*MATERIAL SHOWN:*
- - - -

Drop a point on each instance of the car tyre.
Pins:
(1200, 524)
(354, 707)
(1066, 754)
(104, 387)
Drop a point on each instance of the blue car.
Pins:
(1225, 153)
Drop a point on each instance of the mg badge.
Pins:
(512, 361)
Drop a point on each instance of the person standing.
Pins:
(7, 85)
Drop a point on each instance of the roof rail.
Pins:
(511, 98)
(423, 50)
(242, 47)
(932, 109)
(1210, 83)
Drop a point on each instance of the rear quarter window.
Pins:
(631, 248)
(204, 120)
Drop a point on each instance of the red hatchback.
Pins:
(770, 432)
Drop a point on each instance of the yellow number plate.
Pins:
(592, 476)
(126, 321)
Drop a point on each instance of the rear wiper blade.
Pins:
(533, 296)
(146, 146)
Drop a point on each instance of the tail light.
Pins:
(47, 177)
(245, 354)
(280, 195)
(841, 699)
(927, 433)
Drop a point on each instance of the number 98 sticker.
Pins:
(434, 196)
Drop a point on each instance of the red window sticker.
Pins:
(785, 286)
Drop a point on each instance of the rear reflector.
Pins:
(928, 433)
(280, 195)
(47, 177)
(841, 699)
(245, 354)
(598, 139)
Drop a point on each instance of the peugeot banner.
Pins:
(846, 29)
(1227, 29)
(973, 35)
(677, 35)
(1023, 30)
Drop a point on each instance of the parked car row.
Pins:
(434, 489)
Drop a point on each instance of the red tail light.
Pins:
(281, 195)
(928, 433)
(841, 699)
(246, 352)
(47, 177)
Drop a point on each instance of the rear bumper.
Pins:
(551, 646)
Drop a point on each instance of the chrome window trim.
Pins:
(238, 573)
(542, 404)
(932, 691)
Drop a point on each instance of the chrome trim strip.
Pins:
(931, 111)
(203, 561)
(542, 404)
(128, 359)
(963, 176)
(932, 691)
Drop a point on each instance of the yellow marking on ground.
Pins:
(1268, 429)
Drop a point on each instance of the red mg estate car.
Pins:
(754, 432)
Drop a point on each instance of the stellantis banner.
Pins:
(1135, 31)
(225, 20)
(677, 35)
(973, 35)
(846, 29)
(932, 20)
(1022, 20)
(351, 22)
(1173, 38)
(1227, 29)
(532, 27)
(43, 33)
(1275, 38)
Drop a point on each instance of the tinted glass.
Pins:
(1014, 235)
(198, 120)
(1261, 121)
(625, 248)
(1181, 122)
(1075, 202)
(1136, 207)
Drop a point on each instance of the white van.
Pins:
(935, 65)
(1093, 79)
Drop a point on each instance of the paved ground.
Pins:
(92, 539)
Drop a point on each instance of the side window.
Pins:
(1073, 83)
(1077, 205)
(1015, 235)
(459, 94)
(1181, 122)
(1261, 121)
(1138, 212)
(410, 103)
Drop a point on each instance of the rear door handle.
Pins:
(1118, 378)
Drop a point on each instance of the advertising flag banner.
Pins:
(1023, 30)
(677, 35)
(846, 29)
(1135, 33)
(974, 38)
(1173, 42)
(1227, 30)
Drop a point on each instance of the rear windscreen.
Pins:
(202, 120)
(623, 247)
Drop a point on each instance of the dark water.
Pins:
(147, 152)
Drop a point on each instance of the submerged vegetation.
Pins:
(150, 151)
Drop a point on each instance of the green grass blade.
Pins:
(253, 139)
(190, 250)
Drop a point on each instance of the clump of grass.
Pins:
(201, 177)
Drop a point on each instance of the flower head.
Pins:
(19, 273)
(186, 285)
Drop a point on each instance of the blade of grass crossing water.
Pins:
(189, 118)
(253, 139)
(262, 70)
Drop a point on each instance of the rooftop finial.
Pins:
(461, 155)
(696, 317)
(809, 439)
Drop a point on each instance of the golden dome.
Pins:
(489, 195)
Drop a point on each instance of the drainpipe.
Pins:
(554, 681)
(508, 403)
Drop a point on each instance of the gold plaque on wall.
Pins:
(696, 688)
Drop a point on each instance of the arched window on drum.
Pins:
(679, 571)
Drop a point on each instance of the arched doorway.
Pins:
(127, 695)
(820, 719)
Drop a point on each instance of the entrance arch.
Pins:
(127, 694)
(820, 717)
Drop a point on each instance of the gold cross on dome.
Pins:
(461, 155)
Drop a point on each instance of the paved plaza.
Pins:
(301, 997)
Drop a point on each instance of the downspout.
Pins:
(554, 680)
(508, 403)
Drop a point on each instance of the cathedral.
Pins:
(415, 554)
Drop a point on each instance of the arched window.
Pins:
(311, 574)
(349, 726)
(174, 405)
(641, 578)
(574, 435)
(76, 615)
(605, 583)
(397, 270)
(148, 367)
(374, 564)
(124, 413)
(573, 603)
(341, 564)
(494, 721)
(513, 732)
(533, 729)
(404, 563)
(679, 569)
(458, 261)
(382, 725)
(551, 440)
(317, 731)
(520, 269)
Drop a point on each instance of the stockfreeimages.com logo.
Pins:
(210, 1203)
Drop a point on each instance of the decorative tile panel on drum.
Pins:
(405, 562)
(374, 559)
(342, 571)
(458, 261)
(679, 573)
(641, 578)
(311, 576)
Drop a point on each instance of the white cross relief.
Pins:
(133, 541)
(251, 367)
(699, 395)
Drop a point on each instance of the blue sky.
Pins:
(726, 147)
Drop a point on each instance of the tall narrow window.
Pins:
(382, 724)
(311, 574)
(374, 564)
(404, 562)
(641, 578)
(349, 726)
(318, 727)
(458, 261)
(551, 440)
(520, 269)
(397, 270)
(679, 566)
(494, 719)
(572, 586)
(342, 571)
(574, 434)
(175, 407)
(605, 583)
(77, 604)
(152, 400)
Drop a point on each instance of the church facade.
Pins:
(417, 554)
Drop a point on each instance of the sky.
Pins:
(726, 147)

- - - -

*AIM OF THE TASK:*
Could you filter the entries above for lines holding the string "tail" and copy them?

*YOUR RESPONSE:*
Drop a point on each instance of the tail light.
Drop a point on each instance of the red tail light.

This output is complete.